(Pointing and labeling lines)
--------------------------------
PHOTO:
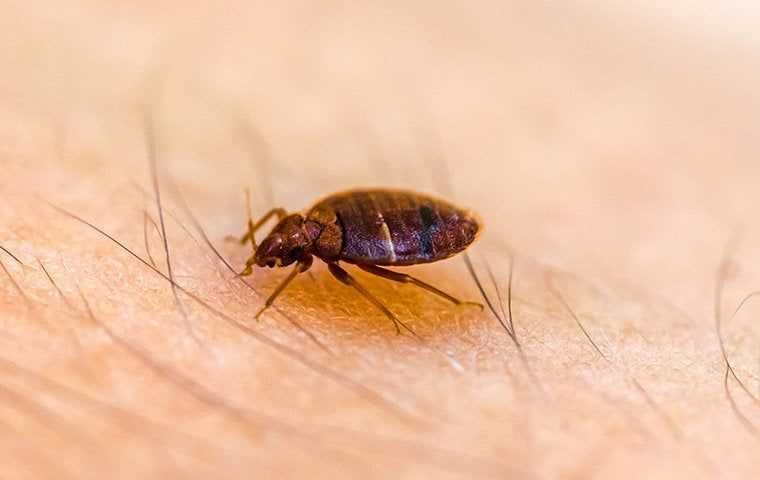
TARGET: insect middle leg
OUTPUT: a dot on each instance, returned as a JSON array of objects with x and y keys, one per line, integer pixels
[
  {"x": 344, "y": 277},
  {"x": 404, "y": 278}
]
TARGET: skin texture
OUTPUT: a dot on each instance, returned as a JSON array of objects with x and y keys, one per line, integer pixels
[{"x": 611, "y": 152}]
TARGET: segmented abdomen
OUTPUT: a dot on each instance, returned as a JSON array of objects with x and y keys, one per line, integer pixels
[{"x": 396, "y": 227}]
--------------------------------
# DIRECTIONS FOR THIS TASK
Format these lines as a Markdown table with the columns <c1>Row</c1> and <c2>Line</c2>, numbering each row and skipping blank lines. Omit the pictures from the table.

# RESULT OF THIS TASK
| Row | Line |
|---|---|
| 1 | PHOTO: |
| 2 | TARGET: insect middle leg |
| 3 | OUTPUT: a dot on each instance, returned as a JSON array of objects with x and y keys, one per line, integer pixels |
| 4 | [ |
| 5 |   {"x": 344, "y": 277}, |
| 6 |   {"x": 404, "y": 278} |
| 7 | ] |
| 8 | TARGET: skin texture |
| 9 | OUTPUT: a dot on each instance, returned as a JSON array of objects with x and y keys, one per line, integer pixels |
| 10 | [{"x": 611, "y": 152}] |
| 11 | TARGET: segmented abdomen |
| 12 | OUTPUT: a dot on each instance, returned as a JSON array of objects with x and y keys, one per line, integer pixels |
| 13 | [{"x": 396, "y": 227}] |